_EXERCISE TASK_
Rewrite every line of the records below as a numbered list, skipping any blank lines. Leave the pictures out of the list.

_RECORDS PROVIDED_
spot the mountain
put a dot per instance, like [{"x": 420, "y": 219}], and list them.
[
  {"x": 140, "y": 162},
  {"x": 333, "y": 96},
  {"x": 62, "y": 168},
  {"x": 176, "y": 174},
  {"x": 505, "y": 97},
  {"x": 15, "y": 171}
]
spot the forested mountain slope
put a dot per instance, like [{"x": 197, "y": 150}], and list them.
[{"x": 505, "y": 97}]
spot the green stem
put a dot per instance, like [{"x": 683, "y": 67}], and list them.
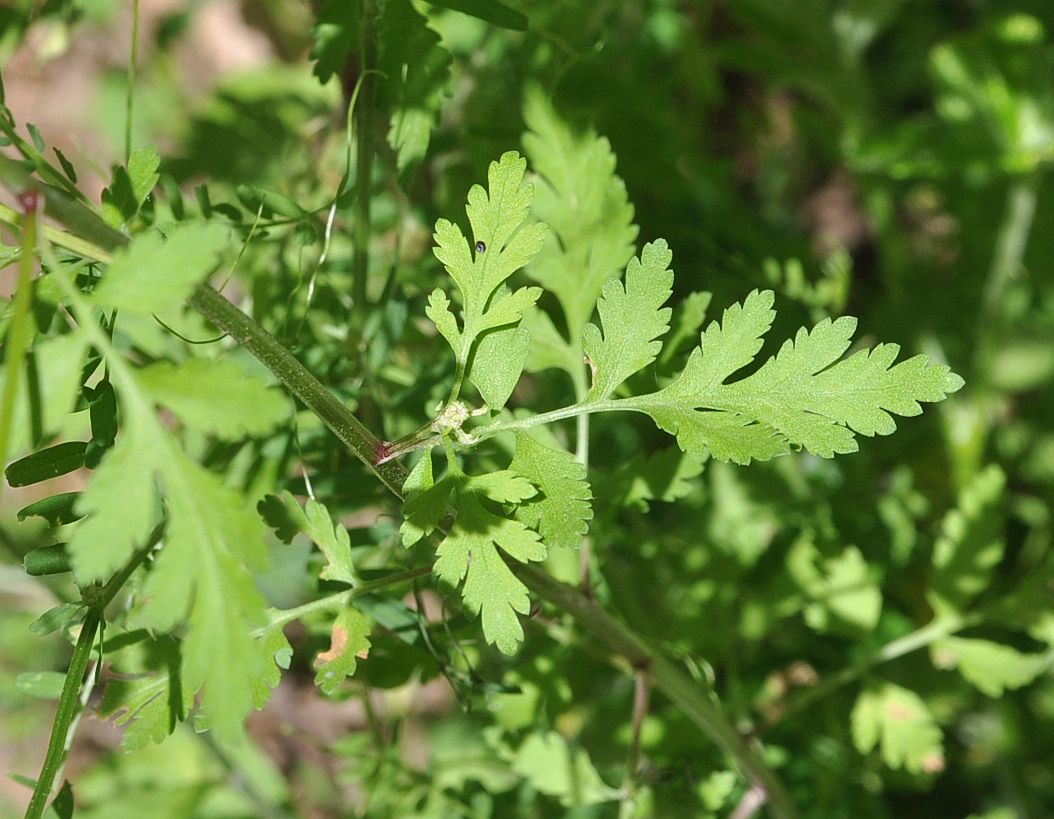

_OUTPUT FOR THIS TASK_
1. spot the mountain
2. put a dot per instance, like [{"x": 420, "y": 219}], and list them.
3. [
4.   {"x": 140, "y": 162},
5.   {"x": 333, "y": 96},
6.   {"x": 62, "y": 168},
7.   {"x": 176, "y": 174},
8.   {"x": 505, "y": 97},
9.   {"x": 15, "y": 171}
10. ]
11. spot the forested mountain slope
12. put a dot per instance, like [{"x": 197, "y": 150}], and list them.
13. [{"x": 505, "y": 97}]
14. spot the green stem
15. put a dot per instance, like [{"x": 683, "y": 67}], and list them.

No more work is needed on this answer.